Collected data entries:
>>>>

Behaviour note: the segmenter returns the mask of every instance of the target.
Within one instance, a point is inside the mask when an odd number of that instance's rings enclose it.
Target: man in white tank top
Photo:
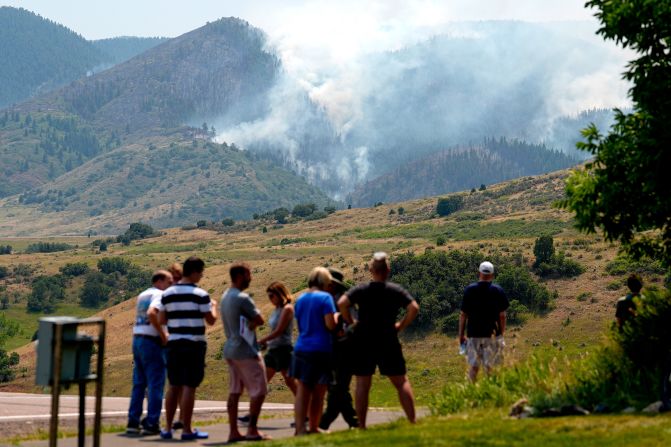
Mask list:
[[[138,295],[133,326],[133,388],[128,408],[126,433],[156,435],[163,402],[165,359],[163,346],[168,334],[157,319],[147,315],[149,305],[172,284],[172,275],[159,270],[151,278],[152,287]],[[142,416],[142,401],[147,391],[147,417]]]

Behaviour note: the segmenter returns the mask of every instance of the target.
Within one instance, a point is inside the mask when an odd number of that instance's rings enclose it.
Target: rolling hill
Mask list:
[[[78,248],[58,253],[16,253],[0,256],[0,265],[30,265],[33,275],[53,275],[59,267],[73,262],[86,263],[95,269],[103,258],[121,256],[143,269],[155,269],[175,260],[184,260],[198,254],[207,263],[203,286],[218,297],[227,287],[227,267],[234,260],[246,260],[253,267],[251,293],[264,314],[270,304],[264,298],[265,286],[273,280],[285,281],[290,288],[304,287],[305,276],[315,265],[330,265],[345,272],[355,282],[367,278],[365,263],[371,253],[385,250],[392,256],[404,253],[421,254],[427,251],[449,253],[455,250],[475,250],[482,256],[520,253],[523,265],[533,260],[534,239],[552,234],[558,250],[566,253],[586,269],[574,279],[536,279],[556,291],[557,298],[545,314],[530,316],[526,323],[510,331],[508,362],[515,363],[534,353],[557,356],[577,356],[599,343],[599,334],[613,318],[614,303],[623,293],[622,272],[604,267],[617,255],[617,247],[603,241],[598,235],[585,236],[572,228],[568,213],[555,209],[552,204],[562,197],[566,173],[552,173],[525,177],[506,183],[489,185],[486,191],[464,196],[464,208],[445,218],[435,217],[436,198],[425,198],[373,208],[338,211],[324,219],[301,221],[273,226],[267,221],[254,221],[225,230],[212,229],[167,230],[164,235],[132,242],[129,246],[112,244],[107,252],[97,252],[85,243],[73,240]],[[390,213],[397,207],[403,213]],[[267,231],[262,231],[262,227]],[[442,236],[444,245],[437,245]],[[35,239],[32,239],[35,240]],[[67,239],[64,239],[67,240]],[[0,240],[14,244],[17,240]],[[22,250],[18,250],[22,251]],[[466,273],[467,277],[470,273]],[[474,273],[473,273],[474,275]],[[651,281],[654,278],[651,277]],[[10,301],[5,314],[23,321],[24,340],[32,335],[36,316],[26,314],[25,296],[29,280],[19,281],[10,274],[3,282],[6,293],[18,298]],[[588,300],[580,297],[588,297]],[[515,298],[515,297],[511,297]],[[73,312],[77,302],[72,293],[57,306],[57,313]],[[126,395],[129,390],[128,371],[131,364],[129,334],[133,322],[132,300],[101,309],[98,315],[108,321],[106,393]],[[68,304],[69,303],[69,304]],[[69,307],[70,306],[70,307]],[[81,308],[76,312],[81,315]],[[89,310],[88,312],[96,312]],[[567,323],[567,319],[569,323]],[[266,330],[265,328],[262,330]],[[207,378],[199,389],[201,395],[223,398],[226,389],[226,367],[219,360],[223,331],[215,325],[208,332]],[[451,335],[414,335],[406,340],[410,377],[418,402],[424,405],[446,381],[463,377],[463,358],[456,355],[456,344]],[[33,390],[32,370],[34,348],[20,348],[21,367],[25,377],[4,385],[4,390]],[[273,383],[273,401],[291,399],[288,391]],[[393,405],[396,395],[386,383],[374,387],[374,405]]]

<<<<

EXERCISE DETAILS:
Could you set down, exactly as written, every line from the start of the records above through the line containing "Target: rolling hill", leaving the pictures out?

ANSWER TO THIS TASK:
Behaviour note: the segmenter returns the mask of every instance of the target.
Within one instance, a point is inside the mask when an odd number of that instance's rings enclose it.
Target: man in white tank top
Photo:
Mask list:
[[[138,295],[133,326],[133,388],[128,408],[126,433],[156,435],[163,402],[165,359],[163,346],[168,334],[157,319],[147,315],[149,305],[172,284],[172,275],[159,270],[151,278],[152,287]],[[142,416],[142,401],[147,391],[147,417]]]

Behaviour note: the segmenter returns the mask of every instance of the target.
Within one instance, a point is inside the mask when an odd number of that instance's rings enclose it.
Target: rolling hill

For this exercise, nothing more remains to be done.